TEXT SHOWN ▸
━━━━━━

Sunday, June 4, 2017

Arriving in Rome

The Douglasses visited Rome twice in the winter and spring of 1887. The first time they arrived on January 19, "the day of days in our tour" Frederick proclaimed to his journal. "Like the mysterious lodestone to steel," he told a later audience, anyone with any love for history "is attracted by an invisible power and the attraction increases with every step of his approach" to Rome.

That was certainly the case for me. I chose Rome for my 50th birthday trip because, when I was in my early twenties and not so much living as existing in Houston, where everything was ugly and not allowed to stand for longer than 30 years, I wanted to see something that had endured longer than my own nation -- longer than Christ. I wanted to see beauty.

Unfortunately, the Douglasses arrived in Rome in the evening and, Frederick sighed, "we must curb our curiosity till morning." Waking added to their disappointment. "We were landed in the new part of the city which contradicted all our dreams of the Eternal City," he lamented, "To all appearances we might have been dropped down at any railway station in Paris, London or New York, or at some of the grand hotels at Saratoga or Coney Island."  I think that the young folk these days call that "humble bragging." Still, you can almost hear his crest fall as he describes a bustling, contemporary train station in which "all was more like an American town of the latest pattern than a city whose foundations were laid nearly a thousand years before the flight of Joseph and Mary into Egypt."

Perhaps all travelers experience that sort of clash between the imagined place and the city in which people actually live. For instance, on our first full day, we went to see the Colosseum, and a fundraiser for breast cancer research was taking place on the streets around the ancient center of the city.

━━━━━━

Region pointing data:
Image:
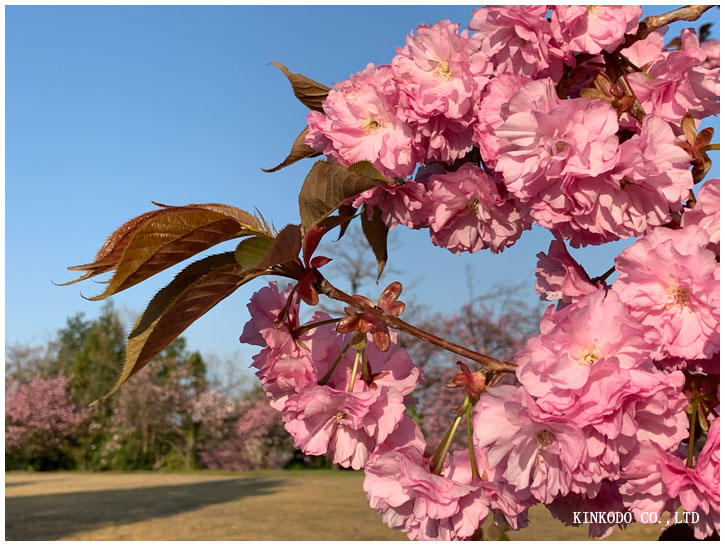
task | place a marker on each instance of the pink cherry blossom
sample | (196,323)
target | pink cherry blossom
(361,123)
(539,455)
(643,53)
(405,203)
(438,85)
(497,93)
(560,277)
(344,426)
(698,489)
(642,488)
(706,213)
(426,506)
(591,29)
(264,308)
(670,281)
(493,491)
(648,182)
(549,146)
(607,500)
(596,329)
(518,39)
(679,82)
(474,212)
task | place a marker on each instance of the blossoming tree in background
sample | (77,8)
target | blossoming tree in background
(579,119)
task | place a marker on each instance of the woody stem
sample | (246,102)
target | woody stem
(693,424)
(653,22)
(489,362)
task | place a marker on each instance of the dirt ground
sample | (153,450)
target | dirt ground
(265,505)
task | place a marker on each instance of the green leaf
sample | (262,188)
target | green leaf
(284,248)
(366,168)
(299,151)
(251,251)
(376,233)
(310,93)
(327,187)
(192,293)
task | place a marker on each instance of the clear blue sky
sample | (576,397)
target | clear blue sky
(108,108)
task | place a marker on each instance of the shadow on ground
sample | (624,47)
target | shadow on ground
(50,517)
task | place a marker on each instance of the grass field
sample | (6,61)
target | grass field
(264,505)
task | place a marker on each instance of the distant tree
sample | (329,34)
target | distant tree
(43,425)
(497,323)
(245,435)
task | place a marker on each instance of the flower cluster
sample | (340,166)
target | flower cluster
(565,118)
(311,378)
(526,102)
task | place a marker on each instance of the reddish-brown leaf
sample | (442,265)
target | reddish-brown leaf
(328,186)
(299,151)
(285,247)
(192,293)
(109,254)
(376,233)
(309,92)
(162,238)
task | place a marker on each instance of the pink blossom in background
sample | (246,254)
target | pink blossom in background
(706,213)
(591,29)
(473,212)
(560,277)
(361,123)
(40,415)
(670,281)
(518,39)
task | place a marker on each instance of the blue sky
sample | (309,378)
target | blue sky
(109,108)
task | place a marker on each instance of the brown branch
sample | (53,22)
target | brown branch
(490,363)
(603,276)
(649,24)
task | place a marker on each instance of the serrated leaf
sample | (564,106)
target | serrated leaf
(347,213)
(251,251)
(299,151)
(376,233)
(328,186)
(112,249)
(192,293)
(309,92)
(284,248)
(160,239)
(366,168)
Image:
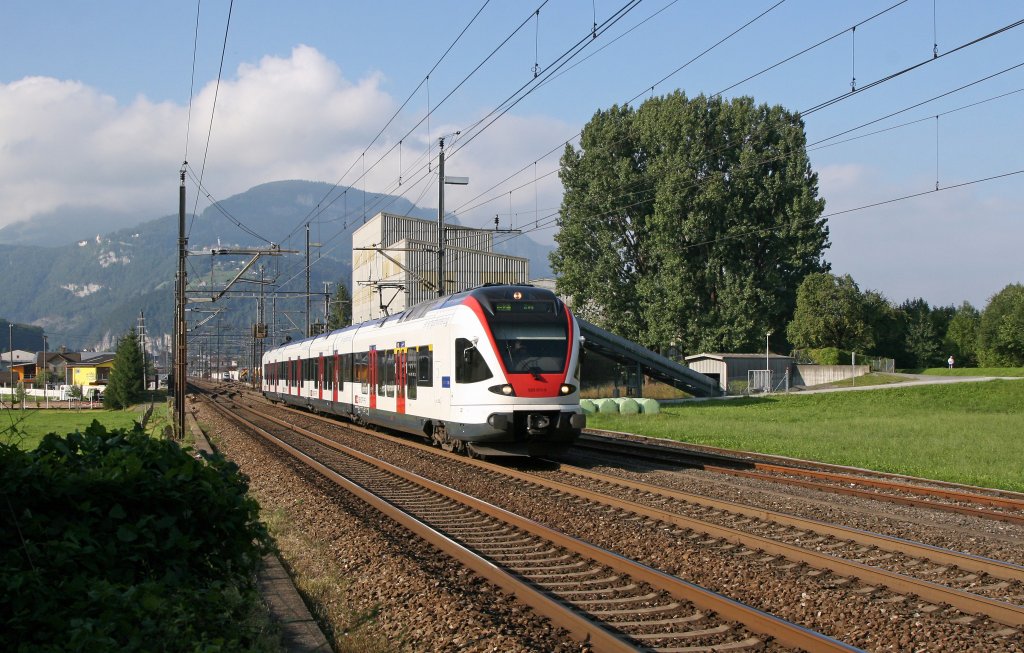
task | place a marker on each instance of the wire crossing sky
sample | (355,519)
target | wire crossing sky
(916,111)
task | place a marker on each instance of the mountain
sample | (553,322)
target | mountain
(88,293)
(66,225)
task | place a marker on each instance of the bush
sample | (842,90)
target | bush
(113,540)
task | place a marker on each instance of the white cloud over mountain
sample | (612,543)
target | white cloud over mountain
(64,143)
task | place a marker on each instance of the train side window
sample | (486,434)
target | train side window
(361,371)
(469,363)
(379,391)
(425,366)
(411,373)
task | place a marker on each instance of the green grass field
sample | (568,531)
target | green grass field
(968,433)
(27,428)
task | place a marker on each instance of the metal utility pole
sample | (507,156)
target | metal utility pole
(180,335)
(440,218)
(306,335)
(441,180)
(141,337)
(46,378)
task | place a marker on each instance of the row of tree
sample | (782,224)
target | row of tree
(695,224)
(832,311)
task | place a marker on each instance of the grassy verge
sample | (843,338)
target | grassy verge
(967,433)
(27,428)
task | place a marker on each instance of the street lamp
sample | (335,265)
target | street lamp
(441,180)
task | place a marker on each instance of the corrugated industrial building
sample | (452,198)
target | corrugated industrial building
(394,263)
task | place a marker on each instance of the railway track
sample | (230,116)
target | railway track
(974,584)
(613,602)
(995,505)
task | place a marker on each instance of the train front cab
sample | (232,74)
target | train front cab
(523,367)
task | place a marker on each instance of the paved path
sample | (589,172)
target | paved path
(912,380)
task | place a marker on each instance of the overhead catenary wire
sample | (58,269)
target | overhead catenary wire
(909,69)
(213,107)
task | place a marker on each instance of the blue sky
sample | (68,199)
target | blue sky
(94,110)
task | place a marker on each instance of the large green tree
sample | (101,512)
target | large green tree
(125,386)
(1000,332)
(962,336)
(830,312)
(689,222)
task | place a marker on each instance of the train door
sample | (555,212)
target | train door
(374,381)
(400,355)
(336,376)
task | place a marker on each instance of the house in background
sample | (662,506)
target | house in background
(20,364)
(93,368)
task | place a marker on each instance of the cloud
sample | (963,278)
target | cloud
(65,145)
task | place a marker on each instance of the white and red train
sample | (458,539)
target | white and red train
(492,371)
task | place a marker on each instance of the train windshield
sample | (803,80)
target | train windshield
(532,347)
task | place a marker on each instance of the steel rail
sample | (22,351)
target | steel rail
(783,632)
(610,444)
(799,465)
(580,627)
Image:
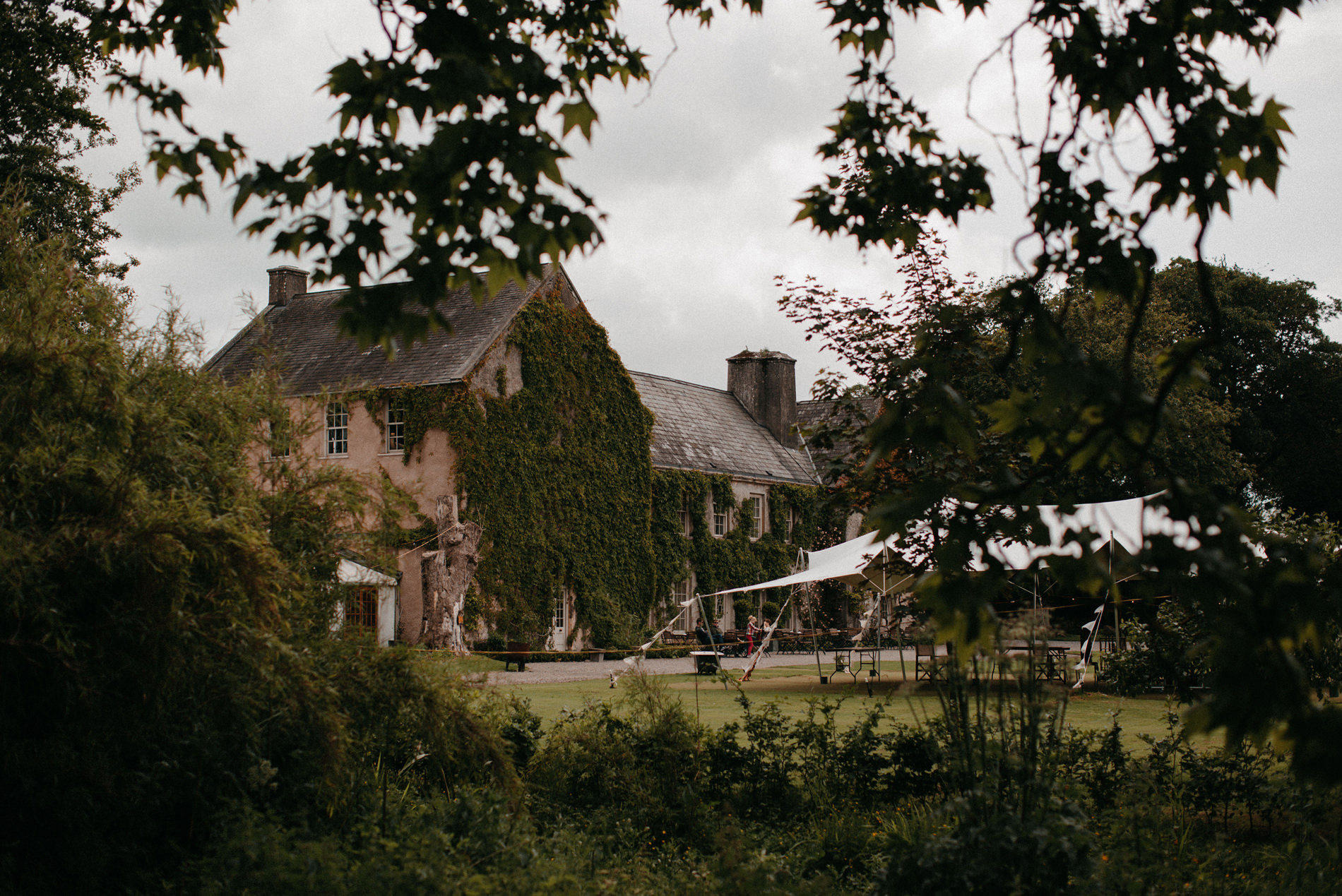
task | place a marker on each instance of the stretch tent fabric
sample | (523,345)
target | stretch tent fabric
(1125,522)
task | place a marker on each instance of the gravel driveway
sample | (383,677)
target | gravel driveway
(559,672)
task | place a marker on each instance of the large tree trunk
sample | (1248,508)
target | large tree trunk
(446,575)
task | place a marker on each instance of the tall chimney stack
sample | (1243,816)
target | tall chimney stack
(765,383)
(285,283)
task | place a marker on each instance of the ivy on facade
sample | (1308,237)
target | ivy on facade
(560,478)
(733,560)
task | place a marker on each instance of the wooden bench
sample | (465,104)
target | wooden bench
(705,662)
(518,652)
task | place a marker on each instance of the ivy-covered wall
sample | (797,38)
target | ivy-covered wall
(559,475)
(733,560)
(560,478)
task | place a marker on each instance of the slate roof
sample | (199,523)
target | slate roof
(708,429)
(830,427)
(314,356)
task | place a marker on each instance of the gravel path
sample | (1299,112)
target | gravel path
(559,672)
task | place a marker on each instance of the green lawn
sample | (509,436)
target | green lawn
(796,687)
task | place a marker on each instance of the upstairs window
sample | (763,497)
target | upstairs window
(395,426)
(557,615)
(337,428)
(756,515)
(277,438)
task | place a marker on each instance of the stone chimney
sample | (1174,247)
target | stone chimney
(766,384)
(285,283)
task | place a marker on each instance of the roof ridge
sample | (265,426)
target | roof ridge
(684,383)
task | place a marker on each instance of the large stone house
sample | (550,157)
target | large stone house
(526,414)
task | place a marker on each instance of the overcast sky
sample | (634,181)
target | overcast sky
(698,176)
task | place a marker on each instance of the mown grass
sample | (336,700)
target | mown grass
(795,688)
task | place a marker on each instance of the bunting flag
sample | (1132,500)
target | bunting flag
(1091,628)
(643,648)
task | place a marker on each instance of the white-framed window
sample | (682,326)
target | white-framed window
(681,593)
(337,428)
(395,424)
(756,515)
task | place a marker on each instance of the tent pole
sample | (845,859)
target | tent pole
(815,642)
(881,608)
(717,655)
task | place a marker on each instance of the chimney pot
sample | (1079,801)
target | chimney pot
(765,383)
(285,283)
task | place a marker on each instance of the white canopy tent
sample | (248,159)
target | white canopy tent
(867,560)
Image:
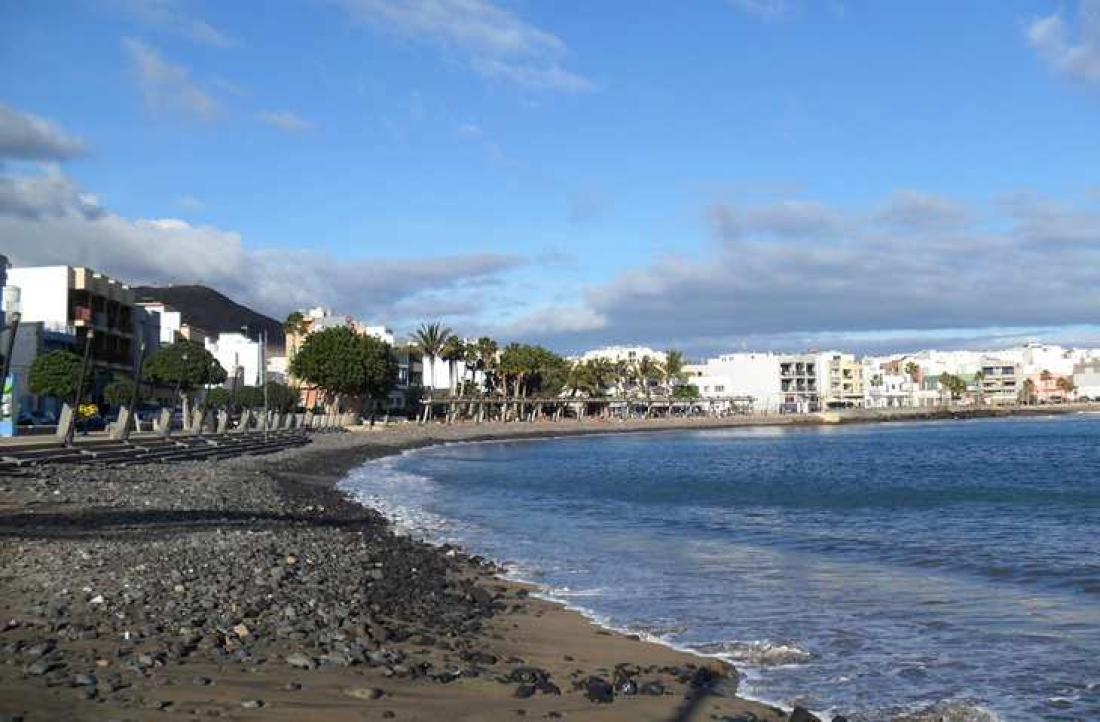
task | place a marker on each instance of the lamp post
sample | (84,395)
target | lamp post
(263,375)
(79,385)
(133,394)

━━━━━━

EXERCISE INSTRUCTIONS ▸
1: Answer these questions from the post on arriving in Rome.
(a) On what date did the Douglasses first arrive in Rome?
(b) For which birthday did the writer choose to take a trip to Rome?
(c) What event was taking place on the streets near the Colosseum on the writer's first full day?
2: Copy everything in the post on arriving in Rome from "Sunday, June 4, 2017" down to "to see beauty.".
3: Write what comes next in the post on arriving in Rome, beginning after its final sentence.

REPLIES ▸
1:
(a) January 19, 1887.
(b) The writer's 50th birthday.
(c) A fundraiser for breast cancer research.

2:
Sunday, June 4, 2017

Arriving in Rome

The Douglasses visited Rome twice in the winter and spring of 1887. The first time they arrived on January 19, "the day of days in our tour" Frederick proclaimed to his journal. "Like the mysterious lodestone to steel," he told a later audience, anyone with any love for history "is attracted by an invisible power and the attraction increases with every step of his approach" to Rome.

That was certainly the case for me. I chose Rome for my 50th birthday trip because, when I was in my early twenties and not so much living as existing in Houston, where everything was ugly and not allowed to stand for longer than 30 years, I wanted to see something that had endured longer than my own nation -- longer than Christ. I wanted to see beauty.

3:
I think I had prepared myself for that, or was used to the experience. Indeed, back when I was in my twenties, that was part of what I wanted to see: the juxtaposition of the ancient with the modern. You can find that around every corner in Rome, where every scratch on the earth's surface opens a layer of the past and half of the buildings seem held up by a wall built in the Middle Ages on a foundation build before Christ was born. As in this picture of the Teatro Marcello, which became part of a Medieval Villa, which is now apartments.

Here, the walls of an Etruscan temple lie under the Capitoline Museum, which is an edifice from the Renaissance, in a room built in the past decade to contain and preserve a bronze statue of Augustine dating to his own era.


The Douglasses checked into the Hotel Du Sud, located at 56 Via Capo le Case, which he pronounced "a very comfortable Hotel." I will confess that I did not do meticulous research before this particular trip because it was meant to be vacation with a little Douglass thrown in (I'm intending another that will be all Douglass), so I did not scope out the Hotel Du Sud's location before hand. Here is the Via Capo le Case according to my best friend, Google Maps.:


The heck of it is, I walked near there several times.

The Douglasses stayed in Rome until January 27, when they departed for Naples. In town for only a week, they saw the two major sites that draw most people to Rome: the ruins of the Roman Empire and the Vatican. 

This was the juxtaposition that fascinated Frederick. He later ruminated:
Here can be seen together the symbols of both Christian and pagan Rome; the temples of discarded gods and those of the accepted Savior of the world -- the Son of the Virgin Mary. Empires, principalities, powers and dominions have perished; altars and their gods have mingled with the dust; a religion which made men virtuous in peace and invincible in war, has perished or been supplanted, yet the Eternal City itself remains.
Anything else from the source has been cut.